Many projects evolve through a prescribed or regulated group of stages that require engineering, administrative, or legal approval before proceeding to the next stage. For example, within the utility domain, common project stages include working, proposed, accepted, construction, and as built. This particular process is essentially cyclical; a work order is initially assigned to an engineer and modified over time as the project evolves through the various stages before full integration with the production database.

In this approach, a version is created to represent each stage of this process: initial design or proposal, an approved version, and a version for the construction phase. As the project advances through the project milestones, each stage is reviewed and approved then superseded by the next version until the last stage is reached and completed. The older versions may be maintained for historical reference or deleted as required.

Once the project is complete, the constructed version can be reconciled with and posted directly to the DEFAULT version, without having to reconcile and post with the previous versions in the lineage.
= = =
- WRITTEN INSTRUCTION 1 -
Please copy the stretch of the listing from the line containing "Please locate the backpack" through the end of the listing, word for word.

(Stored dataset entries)
= = =
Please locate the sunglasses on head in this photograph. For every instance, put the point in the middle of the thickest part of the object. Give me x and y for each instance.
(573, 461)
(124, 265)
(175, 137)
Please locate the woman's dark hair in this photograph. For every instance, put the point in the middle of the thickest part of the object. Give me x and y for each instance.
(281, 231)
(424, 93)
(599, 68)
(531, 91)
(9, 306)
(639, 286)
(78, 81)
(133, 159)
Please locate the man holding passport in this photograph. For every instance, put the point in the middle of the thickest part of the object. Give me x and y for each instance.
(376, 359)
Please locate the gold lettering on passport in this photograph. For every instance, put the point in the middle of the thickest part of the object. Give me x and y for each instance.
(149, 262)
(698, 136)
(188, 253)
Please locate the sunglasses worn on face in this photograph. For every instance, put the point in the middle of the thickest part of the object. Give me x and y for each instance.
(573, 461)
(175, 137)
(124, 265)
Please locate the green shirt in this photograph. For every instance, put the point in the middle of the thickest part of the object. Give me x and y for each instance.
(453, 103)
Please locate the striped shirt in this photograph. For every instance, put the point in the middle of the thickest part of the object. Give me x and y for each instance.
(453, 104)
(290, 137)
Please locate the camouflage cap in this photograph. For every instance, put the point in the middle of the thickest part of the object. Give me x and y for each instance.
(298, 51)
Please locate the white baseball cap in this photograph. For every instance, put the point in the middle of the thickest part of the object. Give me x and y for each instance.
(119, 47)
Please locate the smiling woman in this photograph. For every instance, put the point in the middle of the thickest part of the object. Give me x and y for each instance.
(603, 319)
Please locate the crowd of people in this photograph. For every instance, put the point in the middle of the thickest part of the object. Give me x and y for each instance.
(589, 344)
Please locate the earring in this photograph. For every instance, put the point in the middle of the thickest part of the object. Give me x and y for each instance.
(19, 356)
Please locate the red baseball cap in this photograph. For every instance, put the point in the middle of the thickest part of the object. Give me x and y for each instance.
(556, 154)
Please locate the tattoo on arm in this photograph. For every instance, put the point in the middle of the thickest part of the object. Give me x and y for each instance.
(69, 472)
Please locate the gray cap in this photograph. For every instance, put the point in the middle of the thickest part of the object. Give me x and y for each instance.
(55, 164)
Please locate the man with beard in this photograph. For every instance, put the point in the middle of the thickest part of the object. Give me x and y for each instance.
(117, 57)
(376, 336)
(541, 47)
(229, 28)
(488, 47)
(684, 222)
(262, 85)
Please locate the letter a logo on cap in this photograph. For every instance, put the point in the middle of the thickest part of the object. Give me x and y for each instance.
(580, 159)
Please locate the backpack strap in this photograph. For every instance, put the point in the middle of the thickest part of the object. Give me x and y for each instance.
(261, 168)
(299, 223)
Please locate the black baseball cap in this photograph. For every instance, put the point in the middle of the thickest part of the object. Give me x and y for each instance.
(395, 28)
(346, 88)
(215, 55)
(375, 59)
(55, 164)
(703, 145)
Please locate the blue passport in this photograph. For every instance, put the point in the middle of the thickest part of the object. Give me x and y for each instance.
= = =
- WRITTEN INSTRUCTION 2 -
Answer these questions from the excerpt on project versioning:
(a) What project stages does it name as common within the utility domain?
(b) What may be done with the older versions?
(c) Which version is the constructed version reconciled with and posted to once the project is complete?

- COMPLETE OUTPUT 1 -
Please locate the backpack strap in this photograph. For every instance, put the point in the middle of the thickest part of the object. Give me x and y for each instance.
(261, 168)
(299, 223)
Please locate the black baseball cap in this photograph. For every instance, put the point in the middle of the thickest part of the object. Give me x and y for each instance.
(395, 28)
(346, 88)
(215, 55)
(375, 59)
(55, 164)
(703, 145)
Please locate the blue passport in this photograph. For every instance, put the point in the middle of the thickest part of the object. Give me x and y for each instance.

- COMPLETE OUTPUT 2 -
(a) Working, proposed, accepted, construction, and as built.
(b) They may be maintained for historical reference or deleted as required.
(c) The DEFAULT version.